%%
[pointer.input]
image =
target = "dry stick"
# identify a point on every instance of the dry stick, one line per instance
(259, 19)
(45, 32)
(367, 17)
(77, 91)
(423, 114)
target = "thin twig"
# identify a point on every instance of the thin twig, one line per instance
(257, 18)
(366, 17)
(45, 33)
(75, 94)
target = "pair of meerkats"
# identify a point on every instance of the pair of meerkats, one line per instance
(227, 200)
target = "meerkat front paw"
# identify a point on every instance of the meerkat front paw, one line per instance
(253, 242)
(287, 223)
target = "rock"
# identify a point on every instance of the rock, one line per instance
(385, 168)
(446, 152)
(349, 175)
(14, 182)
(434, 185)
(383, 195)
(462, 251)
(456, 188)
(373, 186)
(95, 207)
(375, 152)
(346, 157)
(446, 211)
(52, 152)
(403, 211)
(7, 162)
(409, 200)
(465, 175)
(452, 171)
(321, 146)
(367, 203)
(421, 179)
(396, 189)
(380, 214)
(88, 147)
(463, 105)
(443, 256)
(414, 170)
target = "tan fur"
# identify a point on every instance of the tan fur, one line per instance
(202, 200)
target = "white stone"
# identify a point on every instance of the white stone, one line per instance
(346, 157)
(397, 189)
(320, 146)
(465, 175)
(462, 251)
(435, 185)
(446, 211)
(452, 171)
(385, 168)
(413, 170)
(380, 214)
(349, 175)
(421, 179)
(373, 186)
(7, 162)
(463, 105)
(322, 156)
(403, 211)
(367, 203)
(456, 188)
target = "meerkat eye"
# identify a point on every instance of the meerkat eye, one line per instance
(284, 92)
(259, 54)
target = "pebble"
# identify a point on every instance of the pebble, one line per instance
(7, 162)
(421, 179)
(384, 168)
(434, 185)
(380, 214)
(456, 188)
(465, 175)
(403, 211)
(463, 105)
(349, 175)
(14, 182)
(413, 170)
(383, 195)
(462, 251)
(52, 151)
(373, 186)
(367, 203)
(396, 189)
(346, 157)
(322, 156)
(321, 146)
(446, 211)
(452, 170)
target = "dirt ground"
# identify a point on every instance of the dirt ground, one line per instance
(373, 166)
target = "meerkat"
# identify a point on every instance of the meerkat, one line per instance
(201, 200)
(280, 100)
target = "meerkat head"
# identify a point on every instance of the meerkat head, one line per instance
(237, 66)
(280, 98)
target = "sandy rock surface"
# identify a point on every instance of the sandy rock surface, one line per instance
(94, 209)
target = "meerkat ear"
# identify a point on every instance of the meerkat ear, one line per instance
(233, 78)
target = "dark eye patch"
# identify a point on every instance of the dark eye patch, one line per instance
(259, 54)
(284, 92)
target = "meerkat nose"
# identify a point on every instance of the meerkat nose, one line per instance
%%
### Goal of the exercise:
Total the lines of the data that include the word "nose", and give that total as the sole response.

### Task solution:
2